● GOAL OF THE EXERCISE
Would you mind restating all of the records word for word, skipping the pictures?

[Stored records]
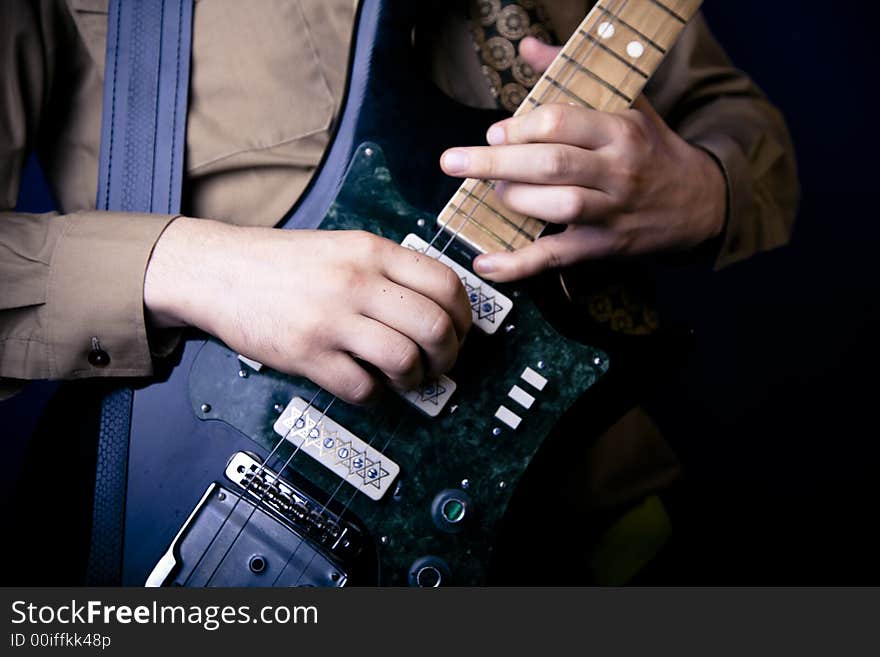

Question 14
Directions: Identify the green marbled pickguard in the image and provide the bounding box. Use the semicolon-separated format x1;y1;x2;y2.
187;143;609;585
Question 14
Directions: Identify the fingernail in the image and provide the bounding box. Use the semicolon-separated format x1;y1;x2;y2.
474;255;498;274
442;150;469;174
486;125;506;145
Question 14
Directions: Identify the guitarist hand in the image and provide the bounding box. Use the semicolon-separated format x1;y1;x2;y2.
144;220;471;404
440;37;728;283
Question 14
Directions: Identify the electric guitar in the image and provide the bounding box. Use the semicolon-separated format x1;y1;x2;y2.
11;0;703;586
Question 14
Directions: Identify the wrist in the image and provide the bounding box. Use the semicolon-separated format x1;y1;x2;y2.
143;216;237;331
692;144;728;244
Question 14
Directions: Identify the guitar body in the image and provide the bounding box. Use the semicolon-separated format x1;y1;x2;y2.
122;0;609;586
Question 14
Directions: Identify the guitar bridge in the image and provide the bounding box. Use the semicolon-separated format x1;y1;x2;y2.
224;452;365;560
146;452;365;587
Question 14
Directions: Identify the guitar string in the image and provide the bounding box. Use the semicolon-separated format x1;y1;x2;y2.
194;0;633;587
203;403;399;587
189;392;334;586
226;0;686;588
270;415;406;586
285;0;650;588
282;0;641;587
432;0;633;260
199;397;346;586
308;0;689;585
451;0;687;252
438;0;684;258
193;25;555;585
193;0;666;587
181;386;325;585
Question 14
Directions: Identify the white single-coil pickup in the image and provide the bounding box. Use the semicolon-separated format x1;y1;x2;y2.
273;397;399;501
401;375;457;417
401;233;513;334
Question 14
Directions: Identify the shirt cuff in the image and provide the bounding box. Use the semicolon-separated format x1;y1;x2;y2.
47;211;180;379
691;133;760;271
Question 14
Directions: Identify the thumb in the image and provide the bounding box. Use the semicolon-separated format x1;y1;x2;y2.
472;226;613;282
519;36;561;75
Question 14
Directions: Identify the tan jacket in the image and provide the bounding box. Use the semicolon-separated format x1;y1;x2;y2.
0;0;798;393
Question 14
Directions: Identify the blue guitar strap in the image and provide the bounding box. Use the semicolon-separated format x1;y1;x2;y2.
87;0;194;585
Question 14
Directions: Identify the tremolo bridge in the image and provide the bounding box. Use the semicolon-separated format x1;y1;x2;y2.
146;452;366;587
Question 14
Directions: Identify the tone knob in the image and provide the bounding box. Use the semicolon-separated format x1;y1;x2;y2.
408;556;451;587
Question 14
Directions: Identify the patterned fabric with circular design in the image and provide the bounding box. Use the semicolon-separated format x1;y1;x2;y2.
470;0;558;113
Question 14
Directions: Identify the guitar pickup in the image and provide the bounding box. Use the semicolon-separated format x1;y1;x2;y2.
273;397;399;501
401;234;513;334
400;375;457;418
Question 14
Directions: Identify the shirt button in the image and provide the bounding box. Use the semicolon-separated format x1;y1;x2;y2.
88;349;111;367
89;337;111;368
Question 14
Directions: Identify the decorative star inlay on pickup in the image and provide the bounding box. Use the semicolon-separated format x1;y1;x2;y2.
352;454;391;490
303;424;339;458
334;439;354;468
464;279;503;323
400;234;513;335
419;380;447;406
274;397;401;501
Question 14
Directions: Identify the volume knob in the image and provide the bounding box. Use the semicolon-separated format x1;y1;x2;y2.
431;489;472;533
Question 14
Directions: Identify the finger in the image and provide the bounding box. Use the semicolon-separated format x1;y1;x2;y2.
473;225;618;282
382;244;472;341
519;36;560;74
339;317;424;392
496;182;615;223
441;143;603;186
304;351;381;406
486;103;621;150
360;278;460;378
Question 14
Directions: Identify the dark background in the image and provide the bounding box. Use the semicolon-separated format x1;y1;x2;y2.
10;2;880;583
641;2;880;582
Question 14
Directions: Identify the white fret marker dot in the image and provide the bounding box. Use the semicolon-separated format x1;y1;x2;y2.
627;41;645;58
597;22;615;39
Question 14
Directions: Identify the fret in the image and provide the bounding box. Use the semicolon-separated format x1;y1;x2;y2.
542;75;596;108
437;181;541;252
456;185;542;241
558;53;634;104
647;0;688;24
525;0;686;115
581;33;650;79
595;1;686;52
580;18;664;81
437;0;704;256
440;202;515;252
533;56;628;114
594;5;667;53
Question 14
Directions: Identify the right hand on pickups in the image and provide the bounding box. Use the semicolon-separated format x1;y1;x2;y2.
143;218;472;404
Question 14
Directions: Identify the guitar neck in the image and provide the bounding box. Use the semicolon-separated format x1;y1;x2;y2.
437;0;703;255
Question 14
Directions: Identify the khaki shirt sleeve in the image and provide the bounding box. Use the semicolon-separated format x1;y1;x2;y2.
645;13;800;269
0;1;179;385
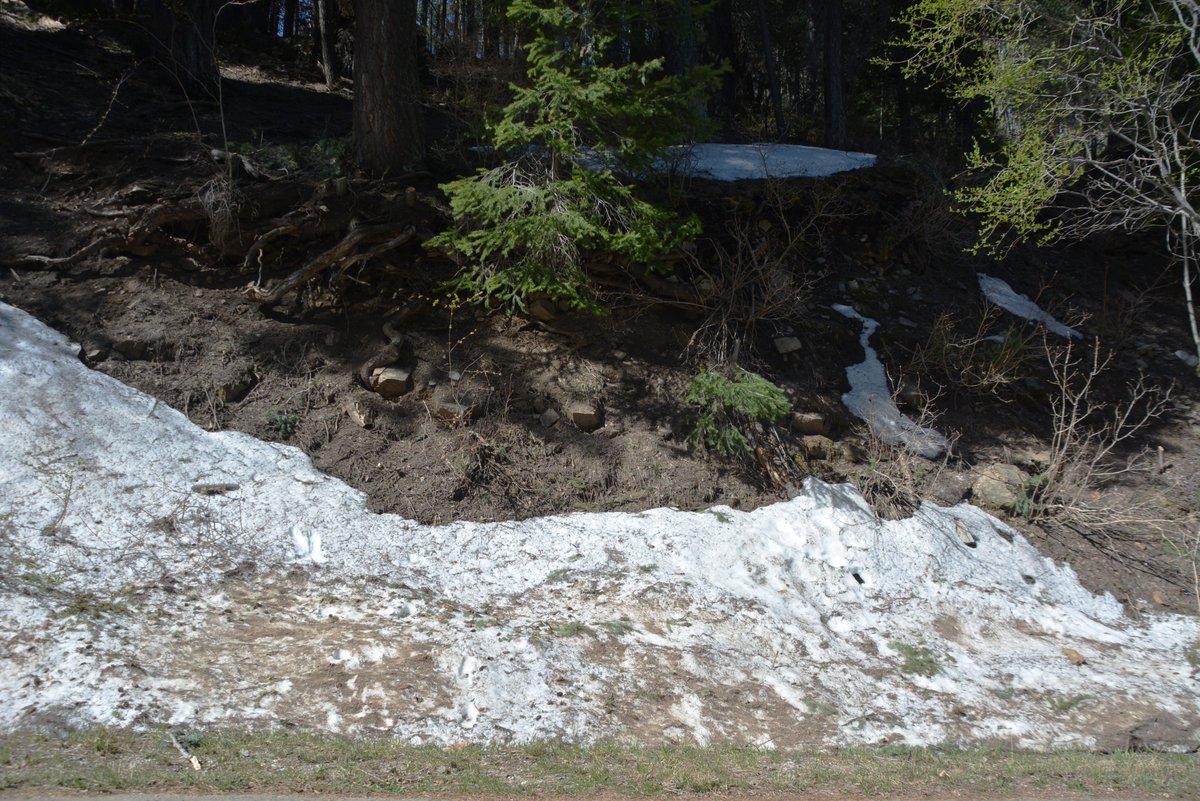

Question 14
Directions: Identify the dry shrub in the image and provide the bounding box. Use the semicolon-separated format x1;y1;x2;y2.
683;179;849;366
915;305;1038;399
1030;338;1171;530
855;384;959;520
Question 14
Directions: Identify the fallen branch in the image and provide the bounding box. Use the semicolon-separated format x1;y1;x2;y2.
245;223;417;306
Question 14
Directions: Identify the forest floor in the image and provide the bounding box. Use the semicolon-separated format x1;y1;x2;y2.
1;0;1198;626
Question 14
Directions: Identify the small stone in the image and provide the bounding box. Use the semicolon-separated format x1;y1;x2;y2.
371;367;414;398
1062;647;1087;666
971;463;1027;511
1151;590;1166;605
434;401;478;424
540;407;561;427
799;434;839;461
449;370;462;382
531;396;548;414
847;279;860;291
344;400;374;428
613;350;627;361
954;519;977;548
405;186;418;206
528;294;557;322
898;317;918;328
570;403;604;432
1019;449;1052;472
790;411;828;436
773;336;803;355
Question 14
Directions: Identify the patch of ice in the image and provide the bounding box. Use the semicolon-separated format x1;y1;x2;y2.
832;303;949;458
978;274;1082;340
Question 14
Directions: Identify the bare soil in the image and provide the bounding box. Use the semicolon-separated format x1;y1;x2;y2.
2;1;1198;622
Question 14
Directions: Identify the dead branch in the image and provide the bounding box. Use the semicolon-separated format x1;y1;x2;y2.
18;234;128;267
245;223;417;306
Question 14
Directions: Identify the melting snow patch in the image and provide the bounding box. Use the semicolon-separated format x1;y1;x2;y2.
833;304;949;458
978;274;1082;340
677;143;876;181
1;301;1197;750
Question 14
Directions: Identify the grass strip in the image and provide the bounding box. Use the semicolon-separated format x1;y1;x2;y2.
0;729;1196;797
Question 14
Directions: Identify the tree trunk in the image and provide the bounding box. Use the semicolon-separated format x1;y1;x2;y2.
140;0;219;99
823;0;847;149
353;0;424;175
315;0;341;89
755;0;785;139
705;0;737;128
283;0;298;37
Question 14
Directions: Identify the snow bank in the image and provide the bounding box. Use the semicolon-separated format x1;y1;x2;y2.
833;303;949;458
979;274;1082;340
677;143;876;181
0;302;1196;750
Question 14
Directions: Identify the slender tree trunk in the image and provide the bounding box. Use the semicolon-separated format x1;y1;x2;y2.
823;0;847;149
353;0;424;175
315;0;341;89
283;0;298;37
755;0;785;139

● YOUR RESPONSE
Question 14
Directions: Identify the green marbled pickguard in the image and provide the bounding box. Use the semicolon-separated format x1;y1;x2;y2.
187;143;609;585
Question 14
Directions: Identify the fingernail in the image and provide the bounding box. Use the semicolon-separated format x1;y1;x2;y2.
474;255;498;274
442;150;469;174
486;125;506;145
Question 14
Directions: Identify the guitarist hand in the image and provide the bounding box. Use the semicolon-separated format x1;y1;x2;y2.
144;220;471;404
440;37;728;283
Question 14
Directions: Identify the electric guitar in the image and provide the bounding box. Use the semicolon-separated format x1;y1;x2;y2.
11;0;703;586
Question 14
Directions: Identify the wrist in the image and provide the bounding box. Use the semicolon-separated format x1;y1;x2;y2.
143;216;237;331
692;144;728;244
Question 14
Directions: Identify the guitar body in the image and provide the bounding box. Use the semicolon-separated format x1;y1;x2;y2.
122;0;609;586
Question 14
Directions: Identify the guitar bridge in the image and provide the bounding box. Use the semicolon-separated format x1;y1;x2;y2.
224;452;365;560
146;452;365;587
Question 14
Directions: Identify the guitar string in the image and provide the bounding box. Use the semicolon-separated format x1;y1;x2;y2.
194;0;633;587
203;403;399;587
189;392;334;586
226;0;686;588
270;415;406;586
285;0;650;588
282;0;641;587
432;0;633;260
199;397;346;586
308;0;689;585
451;0;687;252
438;0;684;258
193;25;555;585
193;0;666;587
181;386;325;585
Question 14
Directions: Identify the white single-coil pickup in the image and provide the bounding box. Use the semicolon-separated format x1;y1;x2;y2.
273;397;399;501
401;375;457;417
401;233;513;334
Question 14
Directions: Identify the shirt cuff in the image and provide the bounding box. Use the semicolon-separated format x1;y1;x2;y2.
47;211;180;379
691;133;760;271
Question 14
Directions: Identify the thumb in the image and provide the bounding box. Use the semicolon-separated format x1;y1;x2;y2.
472;226;613;282
519;36;561;75
Question 14
Directions: Identify the tan jacket in the image and provide the bounding box. Use the semicolon-separated format x1;y1;x2;y2.
0;0;798;393
Question 14
Directions: Identify the blue guitar strap in the image and provide the bounding box. Use the semicolon-separated format x1;y1;x2;y2.
87;0;194;585
Question 14
Directions: Identify the tremolo bridge in the image and provide the bounding box. Use the semicolon-separated format x1;y1;x2;y2.
146;452;366;587
Question 14
Directions: Identify the tone knob in the image and provide the bounding box. Use the semicolon-separated format x1;y1;x2;y2.
408;556;451;587
Question 14
Directions: Identify the patterned fabric with circular design in the image and provide the bounding box. Use the semicolon-separated format x1;y1;x2;y2.
470;0;558;113
Question 14
Directions: Identify the guitar pickup in the image and provide the bounding box. Use the semicolon-separated format x1;y1;x2;y2.
273;397;399;501
401;234;513;334
400;375;457;418
Question 14
Directions: Identify the shirt button in the image and provide the bounding box. Use the semicolon-separated format x1;y1;x2;y2.
88;349;111;367
89;337;111;368
Question 14
Directions: Identify the decorative star inlay on pickup in the image and provide the bounding box. Use the semicolon-separated format x1;y1;x2;y2.
352;454;391;490
303;424;339;458
334;439;354;468
464;279;503;323
400;234;513;335
419;380;447;406
274;397;401;501
Question 14
Directions: Identify the volume knob in the image and provide the bounding box. Use the semicolon-separated format x1;y1;x2;y2.
431;489;472;533
Question 14
Directions: Identify the finger in the image and provide the bounding box. Use the semicolon-separated format x1;y1;x2;y2.
473;225;618;282
382;244;472;341
519;36;560;74
339;317;424;392
496;182;615;223
441;143;603;186
304;351;381;406
486;103;621;150
360;278;460;378
Question 14
Directions: Identify the dark background in the image and provide the bounding box. Use the semicolon-separated format x1;y1;x2;y2.
10;2;880;583
641;2;880;582
Question 14
Directions: Identify the white fret marker dot in the image and provide the bounding box. Use the semicolon-separated format x1;y1;x2;y2.
627;41;645;58
597;22;615;39
Question 14
Directions: Identify the fret in the image and provide the bounding box. Use the semicolon-separated format x1;y1;x2;y2.
542;75;596;108
437;181;541;252
456;185;542;241
558;53;634;104
647;0;688;24
525;0;686;115
581;33;650;79
595;1;686;52
580;18;664;81
437;0;704;256
440;202;515;252
533;56;628;114
594;5;667;53
Question 14
Directions: Identify the right hand on pickups in the image and provide the bounding box. Use the semicolon-separated format x1;y1;x2;y2.
143;218;472;404
Question 14
Directions: Identify the guitar neck in the image and provide the bounding box. Use the semicolon-separated format x1;y1;x2;y2.
437;0;703;255
Question 14
Directions: Identify the khaki shirt sleeve in the image and provide the bounding box. Use the semicolon-separated format x1;y1;x2;y2.
645;13;800;269
0;1;179;385

Question 14
Directions: Identify the dry shrub in the image and provide the bounding box. Use the semicolon-separated format x1;y1;x2;y2.
683;179;849;366
915;305;1038;399
1030;338;1171;530
855;384;959;520
Question 14
Directions: Identify the fallen branch in the image and provide the bounding box. Use the semicolon-separated format x1;y1;x2;y2.
245;223;417;306
Question 14
Directions: Identify the forest floor in the image and provide the bounding box. Use the semicolon-separated format x1;y1;x2;y2.
1;0;1198;626
Question 14
Directions: Identify the small stone in the image and provide the bounding box. Use the semicolon-separated format x1;y1;x2;y2.
371;367;414;398
1062;647;1087;666
971;463;1027;511
1151;590;1166;605
434;401;478;424
540;407;561;427
799;434;839;461
449;370;462;382
531;396;548;414
847;279;860;291
344;400;374;428
613;350;627;361
954;519;977;548
405;186;418;206
528;294;557;322
898;317;918;328
570;403;604;432
1019;449;1052;472
790;411;828;436
773;336;803;355
Question 14
Directions: Identify the patch of ice in the image and provide the bounding box. Use the semicolon-separated format x1;y1;x2;y2.
832;303;949;458
978;274;1082;340
Question 14
Directions: Identify the bare soil in the image and provide the bounding box. Use the semicolon-separated format x1;y1;x2;y2.
2;1;1198;622
Question 14
Directions: Identify the dead branch in the image and provide the bounding box. Use the semicolon-separated format x1;y1;x2;y2.
18;234;128;267
245;223;417;306
Question 14
Directions: Identify the melting snow patch in the image and provide the bounding box. Use the semicolon-separated format x1;y1;x2;y2.
833;304;949;458
978;274;1082;340
677;143;876;181
1;301;1197;750
Question 14
Directions: Identify the grass strip in the image and provide the bounding box. Use the semicolon-separated format x1;y1;x2;y2.
0;729;1196;797
Question 14
Directions: Identify the tree trunk in the image and provide the bounding box. Use the semicolon-separated format x1;y1;x2;y2.
140;0;219;99
823;0;847;149
353;0;424;175
315;0;341;89
755;0;785;139
705;0;737;128
283;0;298;37
Question 14
Directions: Identify the snow bank in the image and provide the bounding box. Use the semicolon-separated format x1;y1;x2;y2.
833;303;949;458
979;274;1082;340
677;143;876;181
0;302;1196;750
Question 14
Directions: Identify the slender tree trunk in the image and provide the bounding box. Use the semicolon-separated format x1;y1;x2;y2.
823;0;847;149
353;0;424;175
315;0;341;89
283;0;298;37
755;0;785;139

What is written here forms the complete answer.